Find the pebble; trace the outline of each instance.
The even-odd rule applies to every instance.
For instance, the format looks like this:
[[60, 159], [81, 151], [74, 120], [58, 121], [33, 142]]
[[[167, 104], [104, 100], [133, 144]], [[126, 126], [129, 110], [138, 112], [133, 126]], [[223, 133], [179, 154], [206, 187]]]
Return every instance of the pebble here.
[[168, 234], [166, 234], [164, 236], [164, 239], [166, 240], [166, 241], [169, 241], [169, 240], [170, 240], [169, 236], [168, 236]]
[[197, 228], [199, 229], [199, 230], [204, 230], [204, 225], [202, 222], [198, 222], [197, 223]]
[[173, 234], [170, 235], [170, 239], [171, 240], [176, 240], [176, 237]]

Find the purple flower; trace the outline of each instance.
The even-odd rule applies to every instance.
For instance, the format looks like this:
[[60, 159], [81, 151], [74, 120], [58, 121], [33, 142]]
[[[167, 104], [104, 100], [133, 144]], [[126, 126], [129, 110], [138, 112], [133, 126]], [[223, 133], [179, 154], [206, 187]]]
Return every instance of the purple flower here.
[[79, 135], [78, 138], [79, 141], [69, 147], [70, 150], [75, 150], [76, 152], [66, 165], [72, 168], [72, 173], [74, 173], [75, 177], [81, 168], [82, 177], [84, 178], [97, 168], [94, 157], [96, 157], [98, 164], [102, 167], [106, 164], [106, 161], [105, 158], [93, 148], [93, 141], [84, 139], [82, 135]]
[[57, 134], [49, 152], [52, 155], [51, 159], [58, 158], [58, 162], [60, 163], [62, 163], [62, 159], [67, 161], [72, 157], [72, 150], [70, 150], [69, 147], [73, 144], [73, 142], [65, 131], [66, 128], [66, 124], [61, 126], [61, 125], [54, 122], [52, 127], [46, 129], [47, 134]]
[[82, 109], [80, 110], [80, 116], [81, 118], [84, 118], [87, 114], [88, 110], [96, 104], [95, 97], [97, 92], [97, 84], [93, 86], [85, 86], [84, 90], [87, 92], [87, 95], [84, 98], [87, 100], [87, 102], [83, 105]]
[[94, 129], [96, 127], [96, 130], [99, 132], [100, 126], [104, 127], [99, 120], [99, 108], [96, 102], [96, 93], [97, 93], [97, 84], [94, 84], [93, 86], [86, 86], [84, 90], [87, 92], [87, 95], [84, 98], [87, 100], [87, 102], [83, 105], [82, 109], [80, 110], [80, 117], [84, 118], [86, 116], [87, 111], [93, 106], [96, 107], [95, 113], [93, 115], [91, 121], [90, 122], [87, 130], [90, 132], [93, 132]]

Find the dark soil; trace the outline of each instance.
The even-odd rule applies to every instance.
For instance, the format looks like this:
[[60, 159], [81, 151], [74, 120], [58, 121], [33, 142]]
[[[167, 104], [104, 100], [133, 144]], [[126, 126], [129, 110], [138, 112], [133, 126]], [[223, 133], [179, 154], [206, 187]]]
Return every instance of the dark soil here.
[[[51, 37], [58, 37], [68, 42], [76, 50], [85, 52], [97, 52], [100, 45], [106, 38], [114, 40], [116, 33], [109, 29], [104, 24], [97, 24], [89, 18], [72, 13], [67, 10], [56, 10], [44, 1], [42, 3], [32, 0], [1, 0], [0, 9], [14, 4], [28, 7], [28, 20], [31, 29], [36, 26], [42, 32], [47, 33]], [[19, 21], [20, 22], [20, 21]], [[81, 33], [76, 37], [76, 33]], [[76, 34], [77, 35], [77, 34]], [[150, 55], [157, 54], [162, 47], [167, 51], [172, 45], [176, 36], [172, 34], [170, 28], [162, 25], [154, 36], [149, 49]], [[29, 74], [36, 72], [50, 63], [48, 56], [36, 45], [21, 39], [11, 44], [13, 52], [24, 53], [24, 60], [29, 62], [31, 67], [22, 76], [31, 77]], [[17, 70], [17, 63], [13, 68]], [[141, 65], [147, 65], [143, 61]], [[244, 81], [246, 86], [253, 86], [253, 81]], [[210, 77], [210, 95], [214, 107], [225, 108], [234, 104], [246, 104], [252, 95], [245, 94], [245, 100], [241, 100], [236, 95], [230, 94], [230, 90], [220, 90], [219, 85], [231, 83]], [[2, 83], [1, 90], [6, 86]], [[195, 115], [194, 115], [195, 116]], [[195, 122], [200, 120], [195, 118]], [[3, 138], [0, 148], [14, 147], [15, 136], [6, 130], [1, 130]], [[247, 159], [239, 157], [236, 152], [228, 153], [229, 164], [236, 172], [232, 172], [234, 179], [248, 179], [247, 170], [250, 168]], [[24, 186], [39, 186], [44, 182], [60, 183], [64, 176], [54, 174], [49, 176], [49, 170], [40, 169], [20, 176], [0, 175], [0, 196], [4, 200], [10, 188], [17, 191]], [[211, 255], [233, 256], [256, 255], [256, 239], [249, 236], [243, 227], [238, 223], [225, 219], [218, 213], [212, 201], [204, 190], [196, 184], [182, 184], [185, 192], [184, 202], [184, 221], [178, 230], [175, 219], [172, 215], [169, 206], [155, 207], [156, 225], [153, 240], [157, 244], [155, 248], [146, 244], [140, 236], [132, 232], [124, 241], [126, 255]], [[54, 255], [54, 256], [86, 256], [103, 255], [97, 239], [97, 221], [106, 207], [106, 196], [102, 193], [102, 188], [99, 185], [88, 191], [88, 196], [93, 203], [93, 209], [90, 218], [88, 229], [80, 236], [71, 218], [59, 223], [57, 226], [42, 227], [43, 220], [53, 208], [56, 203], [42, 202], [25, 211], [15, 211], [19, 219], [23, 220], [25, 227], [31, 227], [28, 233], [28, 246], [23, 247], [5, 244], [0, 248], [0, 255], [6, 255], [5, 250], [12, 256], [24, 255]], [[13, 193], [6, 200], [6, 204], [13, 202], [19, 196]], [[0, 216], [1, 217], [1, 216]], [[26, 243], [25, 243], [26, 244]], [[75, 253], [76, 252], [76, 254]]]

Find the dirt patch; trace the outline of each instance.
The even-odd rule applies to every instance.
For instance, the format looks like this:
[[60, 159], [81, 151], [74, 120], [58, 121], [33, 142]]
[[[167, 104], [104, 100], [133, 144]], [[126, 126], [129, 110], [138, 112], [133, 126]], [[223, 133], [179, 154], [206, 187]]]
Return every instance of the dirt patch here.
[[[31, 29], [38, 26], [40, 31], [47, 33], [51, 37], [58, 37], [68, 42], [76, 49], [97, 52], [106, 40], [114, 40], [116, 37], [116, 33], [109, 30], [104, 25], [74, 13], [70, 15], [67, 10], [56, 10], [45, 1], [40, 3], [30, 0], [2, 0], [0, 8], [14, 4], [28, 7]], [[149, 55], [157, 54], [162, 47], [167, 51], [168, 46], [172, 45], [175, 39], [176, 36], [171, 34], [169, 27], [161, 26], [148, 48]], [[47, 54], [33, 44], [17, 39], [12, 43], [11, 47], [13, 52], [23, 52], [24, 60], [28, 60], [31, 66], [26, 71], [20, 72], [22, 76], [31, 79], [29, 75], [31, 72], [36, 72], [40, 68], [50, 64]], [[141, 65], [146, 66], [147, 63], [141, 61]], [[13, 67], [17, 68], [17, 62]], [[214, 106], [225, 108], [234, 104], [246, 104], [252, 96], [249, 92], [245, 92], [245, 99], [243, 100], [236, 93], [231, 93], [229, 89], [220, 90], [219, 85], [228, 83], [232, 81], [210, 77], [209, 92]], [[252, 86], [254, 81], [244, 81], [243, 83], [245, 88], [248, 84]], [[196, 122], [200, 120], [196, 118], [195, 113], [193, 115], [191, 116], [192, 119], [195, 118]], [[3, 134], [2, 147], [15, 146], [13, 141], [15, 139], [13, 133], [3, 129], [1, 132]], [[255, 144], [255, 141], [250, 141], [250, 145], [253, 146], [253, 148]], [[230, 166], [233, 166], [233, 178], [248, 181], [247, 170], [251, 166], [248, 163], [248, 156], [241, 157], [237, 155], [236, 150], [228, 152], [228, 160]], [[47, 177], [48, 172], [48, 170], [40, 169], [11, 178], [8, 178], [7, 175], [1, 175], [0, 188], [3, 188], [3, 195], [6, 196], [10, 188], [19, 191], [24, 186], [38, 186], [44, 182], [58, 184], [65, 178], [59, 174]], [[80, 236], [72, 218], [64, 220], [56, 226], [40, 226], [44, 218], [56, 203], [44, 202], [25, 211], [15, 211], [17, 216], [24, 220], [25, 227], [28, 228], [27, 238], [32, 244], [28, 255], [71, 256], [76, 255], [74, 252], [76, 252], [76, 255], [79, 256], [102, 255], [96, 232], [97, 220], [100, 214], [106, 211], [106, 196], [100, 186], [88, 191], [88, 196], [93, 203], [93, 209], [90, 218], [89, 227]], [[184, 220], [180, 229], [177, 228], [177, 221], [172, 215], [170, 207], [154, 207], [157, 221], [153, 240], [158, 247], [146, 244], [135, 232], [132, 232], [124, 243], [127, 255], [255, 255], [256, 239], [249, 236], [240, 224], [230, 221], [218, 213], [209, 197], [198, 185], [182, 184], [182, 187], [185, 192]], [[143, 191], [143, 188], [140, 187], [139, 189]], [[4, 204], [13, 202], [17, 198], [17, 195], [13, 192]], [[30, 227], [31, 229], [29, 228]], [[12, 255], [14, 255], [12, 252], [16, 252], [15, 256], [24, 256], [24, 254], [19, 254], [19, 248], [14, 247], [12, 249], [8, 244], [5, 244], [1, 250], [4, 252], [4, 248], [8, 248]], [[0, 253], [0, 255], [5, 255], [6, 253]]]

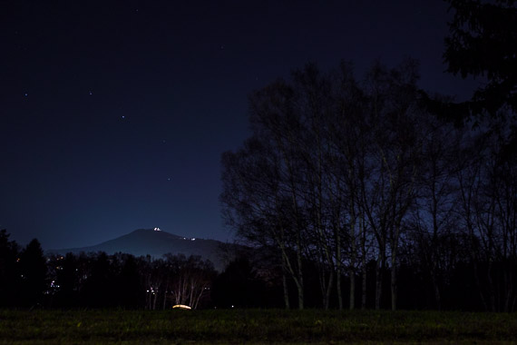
+ + +
## Exercise requirements
Could you lay out the records as a Markdown table with the columns "Row" and "Line", starting at the line that contains "Find the dark" and ending at the line that contains "Return every instance of the dark soil here."? Number the rows and leave out any blank lines.

## Response to the task
| Row | Line |
|---|---|
| 1 | Find the dark soil; trace the outline of each instance. |
| 2 | The even-odd rule applies to every instance. |
| 3 | For instance, the format looks like this: |
| 4 | [[60, 159], [81, 151], [74, 120], [58, 121], [33, 142]] |
| 5 | [[[167, 104], [104, 100], [133, 144]], [[126, 126], [129, 110], [138, 112], [133, 126]], [[223, 133], [179, 154], [206, 187]]] |
| 6 | Return every instance of the dark soil here. |